Source records:

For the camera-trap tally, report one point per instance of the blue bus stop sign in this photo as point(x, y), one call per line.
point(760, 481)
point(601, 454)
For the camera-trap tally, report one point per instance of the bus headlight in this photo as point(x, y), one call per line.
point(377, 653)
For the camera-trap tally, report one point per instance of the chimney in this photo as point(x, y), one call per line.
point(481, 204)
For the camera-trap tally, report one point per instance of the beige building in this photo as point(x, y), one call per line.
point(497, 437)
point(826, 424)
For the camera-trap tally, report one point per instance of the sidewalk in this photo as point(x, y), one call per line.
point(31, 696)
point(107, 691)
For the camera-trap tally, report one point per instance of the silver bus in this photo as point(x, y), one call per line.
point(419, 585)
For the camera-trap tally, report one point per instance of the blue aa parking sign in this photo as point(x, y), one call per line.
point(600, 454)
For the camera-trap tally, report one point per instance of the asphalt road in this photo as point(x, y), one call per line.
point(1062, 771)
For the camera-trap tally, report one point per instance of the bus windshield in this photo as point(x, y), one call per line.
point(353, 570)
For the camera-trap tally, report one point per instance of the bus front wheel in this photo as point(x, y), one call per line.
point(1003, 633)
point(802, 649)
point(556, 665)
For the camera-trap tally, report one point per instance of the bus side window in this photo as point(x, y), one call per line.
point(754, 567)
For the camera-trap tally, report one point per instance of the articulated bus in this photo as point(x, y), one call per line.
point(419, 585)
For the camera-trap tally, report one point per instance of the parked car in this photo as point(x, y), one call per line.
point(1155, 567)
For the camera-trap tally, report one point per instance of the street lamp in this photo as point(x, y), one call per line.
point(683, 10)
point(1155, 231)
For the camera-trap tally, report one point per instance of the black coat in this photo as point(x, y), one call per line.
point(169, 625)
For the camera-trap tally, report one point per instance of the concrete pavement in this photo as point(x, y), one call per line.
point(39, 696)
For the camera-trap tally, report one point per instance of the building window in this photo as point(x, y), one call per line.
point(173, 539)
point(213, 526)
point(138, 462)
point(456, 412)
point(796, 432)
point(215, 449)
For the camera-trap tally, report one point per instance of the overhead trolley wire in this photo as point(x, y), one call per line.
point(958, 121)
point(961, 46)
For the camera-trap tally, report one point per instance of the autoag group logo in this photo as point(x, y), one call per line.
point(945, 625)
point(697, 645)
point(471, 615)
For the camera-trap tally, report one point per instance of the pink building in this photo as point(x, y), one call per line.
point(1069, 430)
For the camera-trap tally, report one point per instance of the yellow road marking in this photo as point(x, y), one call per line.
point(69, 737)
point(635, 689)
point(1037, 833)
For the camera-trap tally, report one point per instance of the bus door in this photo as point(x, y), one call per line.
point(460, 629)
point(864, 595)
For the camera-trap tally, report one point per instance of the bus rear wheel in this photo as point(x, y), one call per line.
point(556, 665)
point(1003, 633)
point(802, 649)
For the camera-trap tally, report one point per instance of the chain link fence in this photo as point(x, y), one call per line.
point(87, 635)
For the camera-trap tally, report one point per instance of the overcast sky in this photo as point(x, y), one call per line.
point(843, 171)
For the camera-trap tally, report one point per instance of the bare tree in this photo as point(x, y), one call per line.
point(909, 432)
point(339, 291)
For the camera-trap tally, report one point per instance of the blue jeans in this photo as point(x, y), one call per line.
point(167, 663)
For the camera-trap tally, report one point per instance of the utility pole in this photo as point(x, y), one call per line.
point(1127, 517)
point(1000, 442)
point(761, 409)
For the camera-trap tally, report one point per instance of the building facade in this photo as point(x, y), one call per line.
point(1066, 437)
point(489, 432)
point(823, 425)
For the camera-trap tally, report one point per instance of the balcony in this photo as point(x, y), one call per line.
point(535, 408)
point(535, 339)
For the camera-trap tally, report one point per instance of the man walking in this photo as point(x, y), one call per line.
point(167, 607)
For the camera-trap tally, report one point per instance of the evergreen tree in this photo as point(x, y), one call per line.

About this exercise =>
Could you give the records again, exactly as they appear?

Problem solution =>
For the camera-trap tally, report one point per instance of the blue bus stop sign in this photo as point(x, y), one call per line.
point(760, 481)
point(601, 454)
For the camera-trap tally, report one point per instance of the bus headlight in this photo as point(x, y), one call per line.
point(377, 653)
For the camera-trap tally, report one point per instance of the chimney in this photo as point(x, y), one call per line.
point(481, 204)
For the camera-trap tally, report one point per instance of the beige building in this photo as point(x, y), one call per line.
point(497, 437)
point(826, 424)
For the camera-trap tally, report one point per instance of the sidewalk in this photo as point(x, y), one call per line.
point(31, 696)
point(107, 691)
For the camera-trap tally, report one point per instance of the silver bus in this photo as point(x, y), one call per line.
point(419, 585)
For the camera-trap tally, report one point per instance of the blue aa parking sign in this photo as point(x, y), one call per line.
point(600, 454)
For the camera-trap tally, report one point per instance of the asphalt road in this photo as point(x, y), one call per line.
point(1062, 771)
For the camera-trap tally, report one point per instance of the bus windshield in this photo as point(x, y), one call per line.
point(353, 570)
For the camera-trap tally, report one point per instance of the bus front wheel in this photo as point(x, y), one call per line.
point(1003, 633)
point(802, 649)
point(556, 665)
For the camera-trap tally, report one point per instance of the bus side window in this photo as point(x, y), one call per line.
point(754, 567)
For the camera-trap tally, report one point per instance of the articulated bus in this photo as point(x, y), one call per line.
point(419, 585)
For the camera-trap tally, report one point per instance of the parked car in this photo as point(x, y), one call per line.
point(1155, 567)
For the camera-trap tally, report one point per instance of the street lamp in this photo as point(x, y), one call per line.
point(683, 10)
point(1155, 231)
For the camera-trap tally, report one point per instance of the black coat in this photo as point(x, y), one call per line.
point(169, 625)
For the camera-trap tally, report one point per instance of the concrete pavement in this photo as point(x, y), one call per line.
point(39, 696)
For the camera-trap tally, report one point per instance of the building window in this photo as point(x, y), one call per line.
point(173, 539)
point(213, 526)
point(138, 462)
point(456, 412)
point(796, 432)
point(215, 449)
For the camera-trap tally, report one point per instance of the overhead trolley wire in this photo as point(x, y), one call per line.
point(958, 121)
point(961, 46)
For the camera-trap tally, report one point per instance of the autoag group logo in this photo as point(x, y), one call per line.
point(945, 625)
point(697, 645)
point(471, 615)
For the camera-trap tally, report one point per instance of the pink building in this photo as point(x, y), one call per line.
point(1069, 430)
For the camera-trap tally, report one point per instance of the yellow road marking in this photo as point(x, y), one call per line.
point(69, 737)
point(635, 689)
point(1037, 833)
For the camera-trap tally, report one point per instance of the bus door in this photo as point(x, y), one call per line.
point(460, 629)
point(864, 595)
For the camera-trap tally, report one point per instance of the bus rear wheel in this photo as point(x, y), one call per line.
point(556, 665)
point(1003, 633)
point(802, 649)
For the camera-trap tally, report one point per instance of the chain link fence in this photo as point(x, y), one call per line.
point(87, 635)
For the camera-trap tally, report one point per instance of the overcast sky in this photo as point(x, y), one call per line.
point(843, 171)
For the camera-trap tally, report one point per instance of the bare tree in this photo as point(x, y), one call per line.
point(909, 432)
point(339, 291)
For the camera-trap tally, report one point per instance of the blue jeans in this photo as point(x, y), one call per line.
point(167, 663)
For the camera-trap tally, report one point per instance of the utility pole in this photo as point(x, y), one call per line.
point(1127, 517)
point(1000, 442)
point(761, 409)
For the camera-trap tally, report one point per instance of the building facade in this photo as point(x, y), one call per line.
point(1066, 437)
point(489, 432)
point(823, 425)
For the camera-trap tally, report one point per instance of the balcony in this photo as point(x, y), one call per line.
point(535, 408)
point(535, 339)
For the camera-trap tally, report one point per instance of the man walking in this photo as point(x, y), one call per line.
point(167, 607)
For the camera-trap tally, report one point per instance of the evergreen tree in this photo as point(x, y), one call per line.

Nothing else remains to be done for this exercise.